- _AIM OF THE TASK_
Reproduce the lines from the one containing "The service MUST place a point on the gold" up to and including the one containing "x=637, y=259", replacing "gold compass ornament" with "brass compass decoration" throughout and leaving everything else unchanged.

- _STORED DATA_
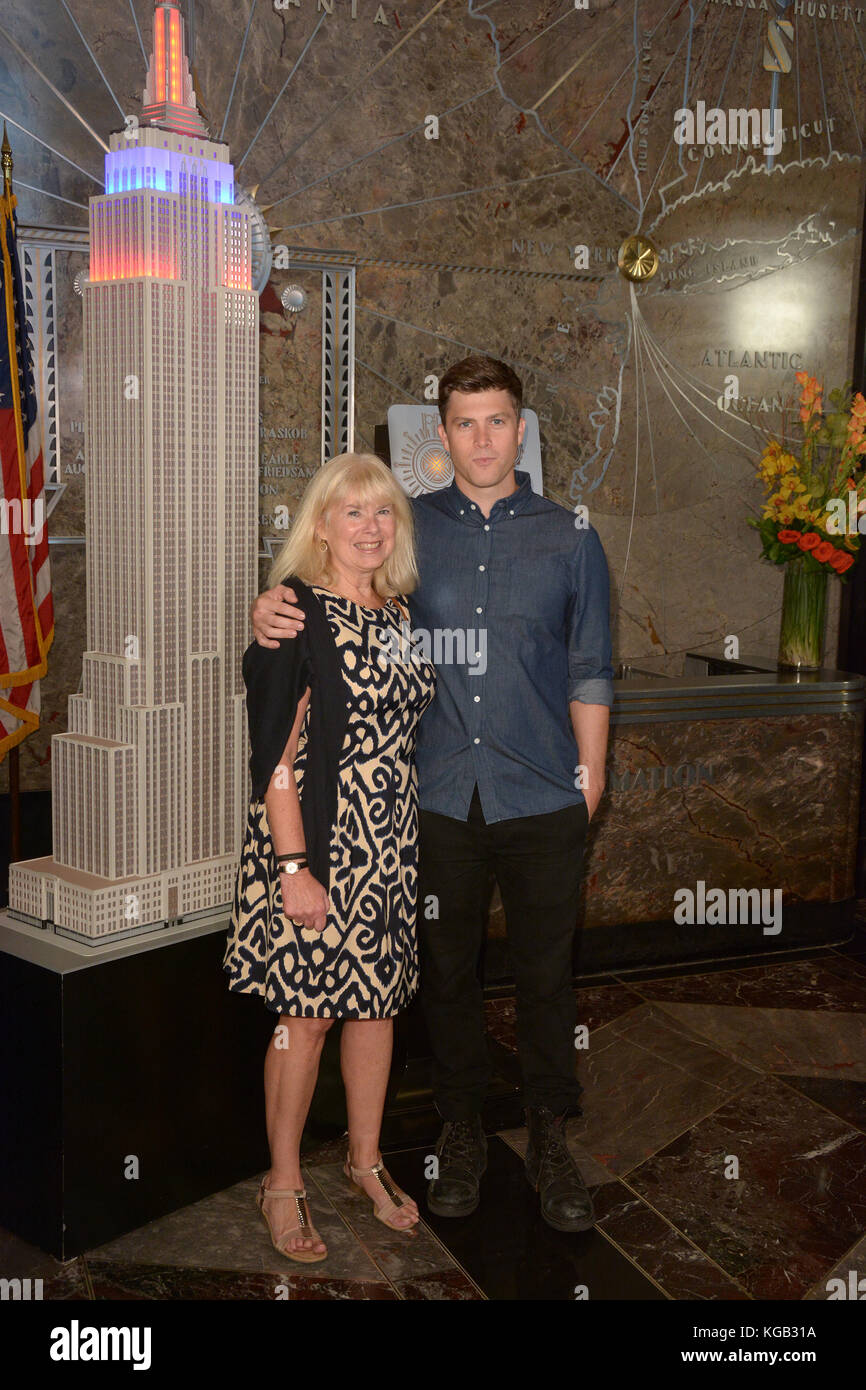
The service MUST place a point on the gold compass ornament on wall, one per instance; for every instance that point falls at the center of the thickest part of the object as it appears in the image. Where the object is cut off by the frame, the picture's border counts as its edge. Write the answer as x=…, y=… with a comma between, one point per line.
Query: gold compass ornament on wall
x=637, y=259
==
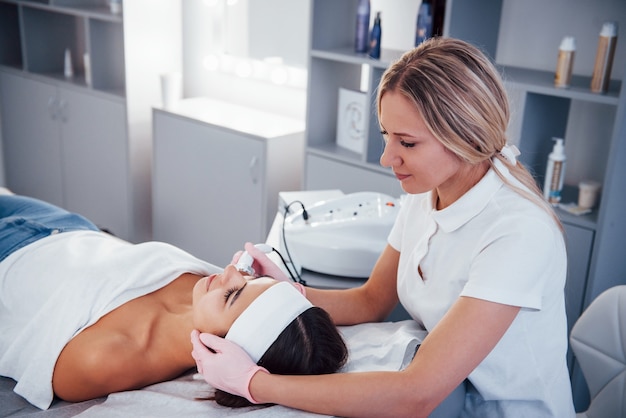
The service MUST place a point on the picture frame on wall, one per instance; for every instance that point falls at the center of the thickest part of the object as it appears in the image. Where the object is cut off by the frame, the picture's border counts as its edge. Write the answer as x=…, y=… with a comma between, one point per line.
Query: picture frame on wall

- _RESULT FOR THIS TASK_
The service MUST place a point on the brass compass decoration on wall, one per instance; for every instance that point falls at the center of the thickest part of the object as it appears in the image. Where the object is cut off by the frame, the picture's border counts as its edge. Write the answer as x=…, y=… with a comma between, one point per line.
Query: brass compass decoration on wall
x=637, y=259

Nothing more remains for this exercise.